### TEXT PASSAGE

‘I’ve £30,000 rotting in the ground’: Truffle farmer who spent a decade nurturing prized spores is now giving away his luxury crop for FREE because he can’t sell to Covid-hit restaurants
- Mike Collison from Shropshire is handing out his yield to locals to avoid waste
- Farmer, 59, said the fungus is turning ‘rotten, totally unsaleable and worthless’
- He hopes some of harvest will sell in September, depending on virus outbreak
- It comes as Britons will get 50 per cent off cost of most meals when dining out
A truffle farmer who spent a decade nurturing his prized spores is now giving away his luxury crop for free because he cannot sell to Covid-hit restaurants.
Mike Collison from Stapleton, Shropshire, is handing out his costly yield to locals so it doesn’t go to waste, as restaurants are still reeling from the virus outbreak.
He said £30,000 worth of the underground fungus is ‘rotting in the ground’, as it turns ‘totally unsaleable and worthless’.
Farmer Mike Collison, 59, from Shropshire near Shrewsbury has been left with a bumper crop that is going to waste at the potential loss of £30,000 as restaurants have only just reopened
Mr Collison told the BBC: ‘As you can see this truffle is totally rotten, totally unsaleable and worthless.

### GIVEN RECORDS

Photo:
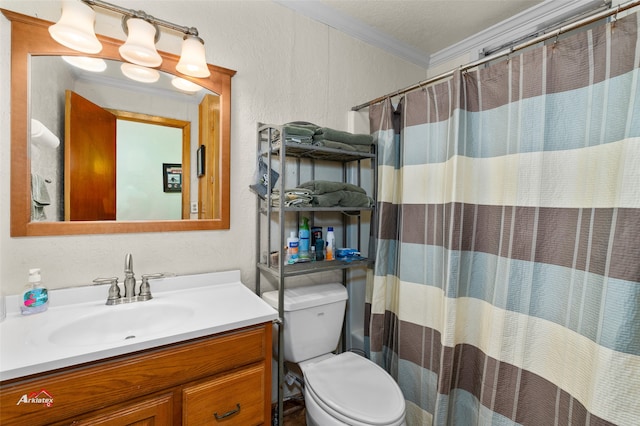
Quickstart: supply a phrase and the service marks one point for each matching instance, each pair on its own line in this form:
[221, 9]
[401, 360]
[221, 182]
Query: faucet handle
[145, 288]
[114, 290]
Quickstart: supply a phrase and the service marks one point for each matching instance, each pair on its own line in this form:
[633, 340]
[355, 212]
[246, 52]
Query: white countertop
[217, 302]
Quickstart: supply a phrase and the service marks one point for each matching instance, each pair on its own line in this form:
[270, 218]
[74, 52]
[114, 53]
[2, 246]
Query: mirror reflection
[100, 142]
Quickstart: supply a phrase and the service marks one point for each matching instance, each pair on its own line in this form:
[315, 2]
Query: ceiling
[422, 31]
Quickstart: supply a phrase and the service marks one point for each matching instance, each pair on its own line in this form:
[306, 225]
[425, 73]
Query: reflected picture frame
[200, 161]
[172, 177]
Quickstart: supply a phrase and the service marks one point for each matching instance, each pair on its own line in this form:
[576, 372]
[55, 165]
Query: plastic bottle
[292, 248]
[305, 234]
[35, 297]
[331, 244]
[319, 248]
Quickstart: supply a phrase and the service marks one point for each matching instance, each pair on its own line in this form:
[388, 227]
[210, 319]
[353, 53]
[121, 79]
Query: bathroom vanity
[212, 368]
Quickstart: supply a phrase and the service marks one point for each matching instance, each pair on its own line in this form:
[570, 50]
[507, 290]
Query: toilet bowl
[343, 389]
[348, 389]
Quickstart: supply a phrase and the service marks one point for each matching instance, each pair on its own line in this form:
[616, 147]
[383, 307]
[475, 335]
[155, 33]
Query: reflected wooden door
[90, 160]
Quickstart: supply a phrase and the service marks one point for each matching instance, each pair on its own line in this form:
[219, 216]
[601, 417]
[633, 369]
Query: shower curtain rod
[588, 20]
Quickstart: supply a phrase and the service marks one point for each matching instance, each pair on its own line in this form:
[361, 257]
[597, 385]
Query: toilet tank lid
[307, 296]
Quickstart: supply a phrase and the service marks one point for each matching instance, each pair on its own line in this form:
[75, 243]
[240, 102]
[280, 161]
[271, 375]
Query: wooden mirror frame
[30, 36]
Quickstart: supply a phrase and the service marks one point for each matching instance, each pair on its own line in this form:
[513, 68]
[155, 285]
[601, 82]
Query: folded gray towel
[342, 145]
[342, 199]
[325, 133]
[320, 187]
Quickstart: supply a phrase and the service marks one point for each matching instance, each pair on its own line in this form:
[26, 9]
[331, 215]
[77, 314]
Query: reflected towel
[39, 197]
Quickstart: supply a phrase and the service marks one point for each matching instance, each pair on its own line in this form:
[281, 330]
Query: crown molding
[524, 24]
[530, 21]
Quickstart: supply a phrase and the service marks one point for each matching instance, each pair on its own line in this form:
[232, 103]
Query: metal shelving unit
[272, 216]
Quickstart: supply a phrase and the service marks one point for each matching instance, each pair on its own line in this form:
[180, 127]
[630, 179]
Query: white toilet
[344, 389]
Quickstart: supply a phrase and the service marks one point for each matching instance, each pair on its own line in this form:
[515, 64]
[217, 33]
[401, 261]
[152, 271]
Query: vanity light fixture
[75, 27]
[140, 47]
[77, 24]
[192, 60]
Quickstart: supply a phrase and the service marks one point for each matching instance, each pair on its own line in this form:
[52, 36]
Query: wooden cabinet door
[236, 398]
[156, 411]
[90, 160]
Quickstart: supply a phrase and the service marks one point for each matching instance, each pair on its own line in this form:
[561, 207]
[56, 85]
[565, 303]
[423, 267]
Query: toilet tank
[313, 317]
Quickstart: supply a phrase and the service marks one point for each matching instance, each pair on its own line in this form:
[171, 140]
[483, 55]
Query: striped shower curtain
[506, 288]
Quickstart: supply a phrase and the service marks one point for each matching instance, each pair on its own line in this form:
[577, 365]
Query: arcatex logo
[43, 397]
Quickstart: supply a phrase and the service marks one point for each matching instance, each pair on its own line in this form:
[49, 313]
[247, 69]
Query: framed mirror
[30, 41]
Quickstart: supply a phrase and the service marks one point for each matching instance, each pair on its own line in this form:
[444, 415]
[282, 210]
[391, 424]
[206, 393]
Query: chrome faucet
[114, 297]
[129, 278]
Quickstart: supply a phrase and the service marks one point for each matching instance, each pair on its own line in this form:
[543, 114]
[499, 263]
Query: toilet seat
[355, 390]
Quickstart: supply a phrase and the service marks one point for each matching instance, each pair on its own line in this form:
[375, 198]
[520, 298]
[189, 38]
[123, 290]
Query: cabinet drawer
[234, 399]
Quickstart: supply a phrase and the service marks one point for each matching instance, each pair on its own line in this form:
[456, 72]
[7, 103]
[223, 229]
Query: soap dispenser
[35, 297]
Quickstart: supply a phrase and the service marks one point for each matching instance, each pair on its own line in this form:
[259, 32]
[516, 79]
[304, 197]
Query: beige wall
[289, 68]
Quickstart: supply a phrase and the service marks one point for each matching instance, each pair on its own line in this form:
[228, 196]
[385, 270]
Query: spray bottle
[305, 234]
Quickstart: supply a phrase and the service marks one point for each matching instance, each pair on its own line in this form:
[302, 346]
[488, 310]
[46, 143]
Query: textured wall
[289, 68]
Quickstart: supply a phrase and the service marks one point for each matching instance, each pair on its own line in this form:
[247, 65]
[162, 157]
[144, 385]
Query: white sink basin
[121, 322]
[79, 327]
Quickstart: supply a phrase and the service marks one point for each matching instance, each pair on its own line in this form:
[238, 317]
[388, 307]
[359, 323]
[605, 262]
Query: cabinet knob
[227, 414]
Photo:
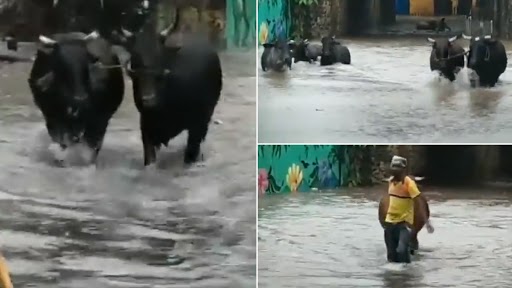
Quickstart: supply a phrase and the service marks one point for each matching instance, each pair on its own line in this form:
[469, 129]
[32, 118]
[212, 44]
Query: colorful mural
[299, 168]
[274, 20]
[241, 23]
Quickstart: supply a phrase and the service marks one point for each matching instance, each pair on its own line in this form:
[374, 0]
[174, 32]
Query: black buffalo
[177, 84]
[447, 57]
[487, 58]
[334, 52]
[276, 55]
[307, 52]
[78, 85]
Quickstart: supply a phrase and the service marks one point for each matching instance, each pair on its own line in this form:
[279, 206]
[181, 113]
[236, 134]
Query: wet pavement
[335, 240]
[387, 95]
[117, 224]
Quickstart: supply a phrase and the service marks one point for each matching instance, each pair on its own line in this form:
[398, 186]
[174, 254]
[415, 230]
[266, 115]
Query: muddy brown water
[335, 240]
[117, 224]
[387, 95]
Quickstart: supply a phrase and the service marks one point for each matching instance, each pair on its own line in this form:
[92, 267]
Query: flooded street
[387, 95]
[329, 240]
[117, 224]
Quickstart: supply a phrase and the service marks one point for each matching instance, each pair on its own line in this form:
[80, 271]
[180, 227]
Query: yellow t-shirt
[401, 203]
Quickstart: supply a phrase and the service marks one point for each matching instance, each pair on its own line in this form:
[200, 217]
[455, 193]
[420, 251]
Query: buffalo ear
[46, 45]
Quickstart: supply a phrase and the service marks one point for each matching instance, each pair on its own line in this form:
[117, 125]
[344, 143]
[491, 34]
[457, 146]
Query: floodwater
[335, 240]
[387, 95]
[117, 224]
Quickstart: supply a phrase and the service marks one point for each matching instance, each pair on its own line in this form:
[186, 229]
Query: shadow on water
[118, 224]
[387, 93]
[335, 240]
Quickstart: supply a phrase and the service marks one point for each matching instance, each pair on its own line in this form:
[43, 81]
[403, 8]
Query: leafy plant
[301, 18]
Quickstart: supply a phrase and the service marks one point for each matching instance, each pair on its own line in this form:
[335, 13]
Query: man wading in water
[403, 193]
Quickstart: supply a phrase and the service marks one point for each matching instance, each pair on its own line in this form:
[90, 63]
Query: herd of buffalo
[486, 56]
[77, 82]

### LIST OF TASKS
(a) Answer these questions using the article on the truffle farmer:
(i) How old is Mike Collison?
(ii) In which village does he live?
(iii) In what month does he hope to sell some of his harvest?
(b) Can you carry on the article about the truffle farmer from its last sentence?

### ANSWERS IN ORDER
(a)
(i) 59
(ii) Stapleton, Shropshire
(iii) September

(b)
‘I would expect to get about 100 kilos off this orchard – £30,000 currently rotting in the ground.’
Speaking alongside his dog Oscar, who smells out the truffles, he continued: ‘So this one is a good truffle, smells nice and earthy, solid, and that’s a very saleable truffle.
‘I now give them to locals in the village and probably about 50 people in this village currently have tried truffles who have never had them before, and I’ve not had a complaint yet.’
The farmer’s neighbour, Suzy Brander, said: ‘This morning we had truffles and we also had them yesterday as well in an omelette. They’re really nice, a really lovely flavour, quite earthy, a little bit different.’
Mr Collison added: ‘I’m optimistic that we will sell some come September, October time. Quite how many we will sell will depend on coronavirus and how that pans out in the future.’
Mr Collison with his dog Oscar, who sniffs out the truffles. The farmer is handing out his costly yield to locals in his village so it doesn’t go to waste
Oscar smelling out the truffles in the farmer’s orchard. Mr Collison said there are ‘about 50 people in this village currently have tried truffles who have never had them before’
It comes as Britons will get 50 per cent off the cost of most meals when dining out from Monday to Wednesday in August, under Rishi Sunak’s new scheme.
It means an £80 restaurant bill for a family of four would come to £40. But a couple spending £45 would pay £25.
Soft drinks will be included in the deal but alcohol will not, and meals must be consumed on the premises so takeaway food won’t count.
However, the Government is already making it easier for pubs, restaurants and cafes to turn pavements, terraces and even car parks into outdoor seating areas.
Britons will get 50 per cent off the cost of most meals when dining out from Monday to Wednesday in August, under Rishi Sunak’s scheme (receipt signed by Chancellor, pictured)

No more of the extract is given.